*** Opening MATERIAL SHOWN ***
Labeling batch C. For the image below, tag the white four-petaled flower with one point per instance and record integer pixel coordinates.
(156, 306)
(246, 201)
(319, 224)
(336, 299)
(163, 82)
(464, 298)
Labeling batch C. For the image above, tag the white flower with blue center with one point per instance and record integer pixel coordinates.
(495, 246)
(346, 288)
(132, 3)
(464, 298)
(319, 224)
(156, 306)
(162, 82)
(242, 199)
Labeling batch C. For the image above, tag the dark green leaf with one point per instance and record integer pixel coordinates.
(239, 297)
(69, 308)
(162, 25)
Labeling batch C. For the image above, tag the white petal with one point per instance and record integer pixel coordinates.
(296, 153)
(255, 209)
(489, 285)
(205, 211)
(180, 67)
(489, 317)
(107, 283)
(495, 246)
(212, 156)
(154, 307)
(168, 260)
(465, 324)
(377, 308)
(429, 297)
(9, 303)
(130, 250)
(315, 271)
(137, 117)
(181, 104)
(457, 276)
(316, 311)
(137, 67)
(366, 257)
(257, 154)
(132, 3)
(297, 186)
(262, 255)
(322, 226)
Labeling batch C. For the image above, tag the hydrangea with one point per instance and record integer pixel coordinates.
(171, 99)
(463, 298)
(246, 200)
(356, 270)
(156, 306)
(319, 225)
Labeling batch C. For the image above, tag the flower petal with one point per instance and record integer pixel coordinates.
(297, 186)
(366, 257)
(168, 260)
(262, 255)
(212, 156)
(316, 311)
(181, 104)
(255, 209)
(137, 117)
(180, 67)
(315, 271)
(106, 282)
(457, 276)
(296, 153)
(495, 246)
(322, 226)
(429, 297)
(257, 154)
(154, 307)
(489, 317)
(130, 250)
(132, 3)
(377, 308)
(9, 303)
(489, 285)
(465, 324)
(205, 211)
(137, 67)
*** Closing MATERIAL SHOWN ***
Repeat every record above precisely.

Labeling batch C. For the image below, tag the white four-petaled flower with one point per instance and record integer pixel coordinates.
(156, 306)
(246, 201)
(319, 224)
(336, 299)
(163, 82)
(464, 298)
Labeling batch C. For the image above, tag the white flower with blue center with one point per instance and record integer pixel coordinates.
(495, 246)
(346, 288)
(132, 3)
(464, 298)
(319, 224)
(156, 306)
(162, 82)
(242, 199)
Labeling batch C. For the image above, tag the dark green leaf with one point per instance and record integer pixel coordinates.
(239, 297)
(69, 308)
(162, 25)
Labeling batch C. For the image above, tag the white petal with one point per instance and record integer pixel coordinates.
(296, 153)
(255, 209)
(489, 285)
(205, 211)
(180, 67)
(489, 317)
(107, 283)
(495, 246)
(212, 156)
(154, 307)
(168, 260)
(465, 324)
(377, 308)
(429, 297)
(9, 303)
(130, 250)
(315, 271)
(137, 117)
(181, 104)
(457, 276)
(316, 311)
(137, 67)
(366, 257)
(257, 154)
(132, 3)
(297, 186)
(262, 255)
(322, 226)
Labeling batch C. For the image above, tag the hydrangea with one point per instance and record integer pixel coordinates.
(171, 99)
(463, 298)
(246, 200)
(356, 270)
(156, 306)
(319, 225)
Labeling batch C. For the image above, tag the flower petal with one point per instance and record integer pixel coordinates.
(297, 186)
(366, 257)
(168, 260)
(262, 255)
(212, 156)
(316, 311)
(181, 104)
(255, 209)
(137, 117)
(180, 67)
(315, 271)
(106, 282)
(457, 276)
(296, 153)
(495, 246)
(322, 226)
(429, 297)
(257, 154)
(154, 307)
(489, 317)
(130, 250)
(132, 3)
(377, 308)
(9, 303)
(489, 285)
(465, 324)
(205, 211)
(137, 67)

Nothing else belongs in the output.